Tâche courte a:
Dans l'article sur les bonus de la City, quel plafond l'Europe prévoit-elle d'imposer aux bonus ?

Document source:
Super bonus : la City passe aux aveux

La City de Londres, vue depuis la rive sud de la Tamise.

La City de Londres, vue depuis la rive sud de la Tamise. | BEN STANSALL/AFP

On ne devrait pas prendre à la légère les problèmes de riches, car ce sont aussi des problèmes. Douglas Flint, le président de HSBC, l’avait redit le 5 août, les velléités européennes de limitation des bonus risquent de pénaliser la compétitivité de la City.

 

Le patron de la plus grosse banque britannique avait reconnu qu’il serait peut-être contraint d’augmenter les salaires de ses éléments clés pour limiter le risque d’exode qu’il entrevoyait. Il n’est pas le seul. Toute la finance anglaise serait prise d’une subite inflation salariale.

Selon une étude publiée le 19 août par la société de recrutement et de conseil en rémunération Robert Half, 65 % des sociétés britanniques de services financiers (banques, assurances, sociétés de courtage) ont augmenté en moyenne de 20 % les salaires de leurs cadres qui risquaient d’être touchés par le plafonnement des bonus en 2014. Pour contourner le projet européen de limiter les bonus, les banques augmentent donc les autres éléments de rémunération de leurs dirigeants et traders vedettes.

Après l’émotion créée par les millions déversés sur quelques poignées de salariés, l’idée était de plafonner ces carottes financières qui avaient tendance à augmenter la prise de risque à court terme et donc les risques d’accident dont toute l’économie devait supporter les conséquences. L’Europe prévoit d’interdire les bonus supérieurs à une année de salaire, ou, si les actionnaires ont donné leur accord, à deux ans de salaire.

(Extraits d'un jeu de données de détection)
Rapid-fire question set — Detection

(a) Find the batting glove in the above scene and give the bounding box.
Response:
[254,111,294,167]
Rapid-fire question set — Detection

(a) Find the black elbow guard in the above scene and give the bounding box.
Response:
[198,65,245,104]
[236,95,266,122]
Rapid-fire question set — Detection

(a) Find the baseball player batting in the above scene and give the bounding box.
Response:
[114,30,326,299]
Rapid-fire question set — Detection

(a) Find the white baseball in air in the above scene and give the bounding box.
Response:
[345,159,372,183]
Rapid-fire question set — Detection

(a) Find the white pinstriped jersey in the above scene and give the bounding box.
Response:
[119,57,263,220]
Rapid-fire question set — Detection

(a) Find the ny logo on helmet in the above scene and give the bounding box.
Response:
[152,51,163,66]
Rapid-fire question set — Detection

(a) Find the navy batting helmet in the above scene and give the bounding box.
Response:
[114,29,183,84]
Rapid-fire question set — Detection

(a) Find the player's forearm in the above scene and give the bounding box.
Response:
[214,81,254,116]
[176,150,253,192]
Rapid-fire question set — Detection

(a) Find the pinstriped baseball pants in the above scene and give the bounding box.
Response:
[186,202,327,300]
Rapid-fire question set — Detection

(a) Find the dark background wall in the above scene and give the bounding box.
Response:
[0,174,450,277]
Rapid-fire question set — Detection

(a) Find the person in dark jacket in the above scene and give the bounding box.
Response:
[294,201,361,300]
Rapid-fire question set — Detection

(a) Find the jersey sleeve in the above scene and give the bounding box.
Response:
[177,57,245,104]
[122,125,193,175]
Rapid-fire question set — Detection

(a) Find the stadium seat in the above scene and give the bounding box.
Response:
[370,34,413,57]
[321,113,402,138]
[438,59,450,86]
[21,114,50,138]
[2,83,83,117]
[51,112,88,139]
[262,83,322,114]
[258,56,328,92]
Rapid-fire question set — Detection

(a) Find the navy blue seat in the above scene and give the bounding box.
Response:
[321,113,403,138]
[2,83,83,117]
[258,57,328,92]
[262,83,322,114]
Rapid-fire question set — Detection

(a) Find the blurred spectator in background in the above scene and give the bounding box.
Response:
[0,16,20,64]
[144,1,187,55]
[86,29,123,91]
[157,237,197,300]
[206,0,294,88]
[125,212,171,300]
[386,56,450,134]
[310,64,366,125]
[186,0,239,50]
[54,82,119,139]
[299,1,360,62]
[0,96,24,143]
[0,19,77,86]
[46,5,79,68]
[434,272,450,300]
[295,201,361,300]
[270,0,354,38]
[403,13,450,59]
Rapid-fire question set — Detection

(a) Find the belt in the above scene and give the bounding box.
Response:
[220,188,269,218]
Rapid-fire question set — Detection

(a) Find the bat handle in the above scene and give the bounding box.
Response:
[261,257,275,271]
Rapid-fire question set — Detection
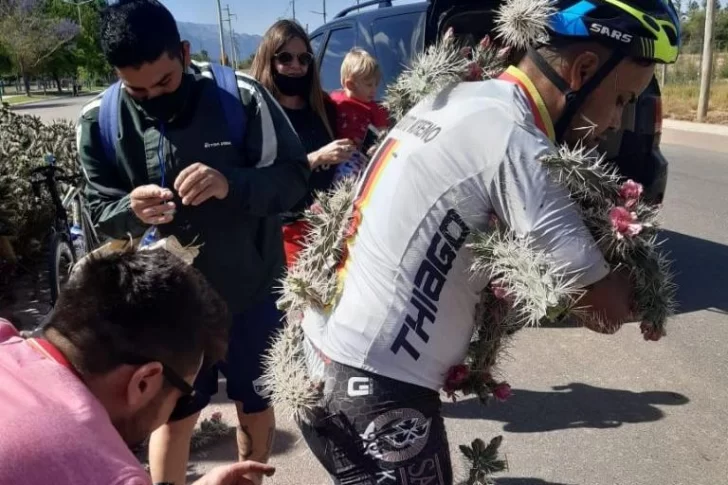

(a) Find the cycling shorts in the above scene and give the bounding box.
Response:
[298,352,453,485]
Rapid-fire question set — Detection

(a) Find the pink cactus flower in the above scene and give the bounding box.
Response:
[609,206,643,239]
[442,364,470,398]
[619,179,644,209]
[493,382,513,401]
[640,321,667,342]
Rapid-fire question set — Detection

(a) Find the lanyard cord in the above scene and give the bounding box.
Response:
[157,123,165,188]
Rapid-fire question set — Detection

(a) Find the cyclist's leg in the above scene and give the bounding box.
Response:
[299,356,452,485]
[149,366,218,483]
[224,295,282,463]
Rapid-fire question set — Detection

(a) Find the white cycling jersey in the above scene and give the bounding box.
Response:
[303,68,609,390]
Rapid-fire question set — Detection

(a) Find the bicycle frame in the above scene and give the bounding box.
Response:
[61,185,99,252]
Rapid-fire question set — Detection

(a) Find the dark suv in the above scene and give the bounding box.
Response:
[310,0,667,203]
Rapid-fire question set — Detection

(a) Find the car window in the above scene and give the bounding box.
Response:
[321,27,356,91]
[309,33,324,58]
[372,12,425,99]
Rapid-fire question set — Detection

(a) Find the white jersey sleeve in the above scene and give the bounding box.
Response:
[488,127,610,287]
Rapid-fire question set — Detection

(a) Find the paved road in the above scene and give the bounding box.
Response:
[13,94,96,122]
[14,99,728,485]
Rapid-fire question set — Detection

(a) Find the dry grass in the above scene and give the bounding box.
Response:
[662,81,728,124]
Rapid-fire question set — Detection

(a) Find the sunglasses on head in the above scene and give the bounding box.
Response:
[273,51,313,66]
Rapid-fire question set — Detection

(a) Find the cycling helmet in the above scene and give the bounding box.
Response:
[547,0,680,64]
[528,0,680,141]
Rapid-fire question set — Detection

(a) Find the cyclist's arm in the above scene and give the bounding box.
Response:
[76,109,146,239]
[489,128,631,323]
[219,76,311,216]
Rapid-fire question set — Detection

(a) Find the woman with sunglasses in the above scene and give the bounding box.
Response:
[251,20,356,267]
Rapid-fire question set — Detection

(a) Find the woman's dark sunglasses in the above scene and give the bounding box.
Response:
[273,51,313,66]
[123,353,202,421]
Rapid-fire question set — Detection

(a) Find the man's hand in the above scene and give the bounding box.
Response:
[129,185,175,225]
[174,162,230,206]
[193,461,276,485]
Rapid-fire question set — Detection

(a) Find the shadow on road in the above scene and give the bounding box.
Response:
[442,383,689,433]
[187,429,298,483]
[13,98,76,111]
[662,231,728,313]
[495,477,572,485]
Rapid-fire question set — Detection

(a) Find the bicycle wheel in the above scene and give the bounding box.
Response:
[48,234,76,306]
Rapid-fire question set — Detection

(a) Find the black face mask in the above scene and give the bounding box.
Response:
[273,72,311,98]
[138,74,191,121]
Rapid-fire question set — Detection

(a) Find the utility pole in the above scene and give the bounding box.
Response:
[225,4,238,69]
[217,0,225,65]
[698,0,717,122]
[311,0,326,23]
[63,0,94,30]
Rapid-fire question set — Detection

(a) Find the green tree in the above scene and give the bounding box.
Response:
[238,53,255,69]
[0,0,78,95]
[190,49,210,62]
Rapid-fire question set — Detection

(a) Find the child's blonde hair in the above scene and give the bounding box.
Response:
[341,47,382,87]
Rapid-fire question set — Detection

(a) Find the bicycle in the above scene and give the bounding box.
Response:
[31,155,100,306]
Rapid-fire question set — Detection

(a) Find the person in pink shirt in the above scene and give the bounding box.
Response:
[0,250,274,485]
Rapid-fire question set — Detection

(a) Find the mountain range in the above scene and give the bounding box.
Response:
[177,22,262,61]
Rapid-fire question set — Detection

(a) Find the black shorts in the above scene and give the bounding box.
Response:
[298,361,453,485]
[170,295,283,421]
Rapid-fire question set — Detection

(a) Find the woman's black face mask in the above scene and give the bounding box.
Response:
[273,68,311,98]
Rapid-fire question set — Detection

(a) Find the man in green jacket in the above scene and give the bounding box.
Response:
[78,0,310,485]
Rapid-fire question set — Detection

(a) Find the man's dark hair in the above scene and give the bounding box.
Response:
[47,249,231,375]
[101,0,182,68]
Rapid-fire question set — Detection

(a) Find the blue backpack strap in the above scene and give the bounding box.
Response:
[210,63,247,148]
[99,81,121,162]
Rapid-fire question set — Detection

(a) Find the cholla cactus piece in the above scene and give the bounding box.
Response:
[0,108,79,257]
[459,436,508,485]
[469,230,580,327]
[263,177,358,420]
[542,144,620,206]
[384,41,469,121]
[278,177,358,315]
[263,321,321,420]
[495,0,555,50]
[627,236,677,331]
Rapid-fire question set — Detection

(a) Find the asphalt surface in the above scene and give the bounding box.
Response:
[18,98,728,485]
[12,93,98,122]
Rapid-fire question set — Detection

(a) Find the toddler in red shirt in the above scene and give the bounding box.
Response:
[331,47,389,179]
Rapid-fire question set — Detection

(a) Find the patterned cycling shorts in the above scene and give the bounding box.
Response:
[299,340,453,485]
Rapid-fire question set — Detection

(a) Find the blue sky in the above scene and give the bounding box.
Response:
[161,0,420,34]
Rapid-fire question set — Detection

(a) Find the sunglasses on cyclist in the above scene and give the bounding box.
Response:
[273,51,313,67]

Tâche courte b:
Recopiez à l'identique les lignes des entrées, depuis leur toute première ligne jusqu'à la ligne qui contient « [114,30,326,299] », celle-ci comprise.

Corrigé a:
L'Europe prévoit d'interdire les bonus supérieurs à une année de salaire, ou à deux ans de salaire si les actionnaires ont donné leur accord.

Corrigé b:
Rapid-fire question set — Detection

(a) Find the batting glove in the above scene and give the bounding box.
Response:
[254,111,294,167]
Rapid-fire question set — Detection

(a) Find the black elbow guard in the above scene and give the bounding box.
Response:
[198,65,245,104]
[236,95,266,122]
Rapid-fire question set — Detection

(a) Find the baseball player batting in the above scene and give the bounding box.
Response:
[114,30,326,299]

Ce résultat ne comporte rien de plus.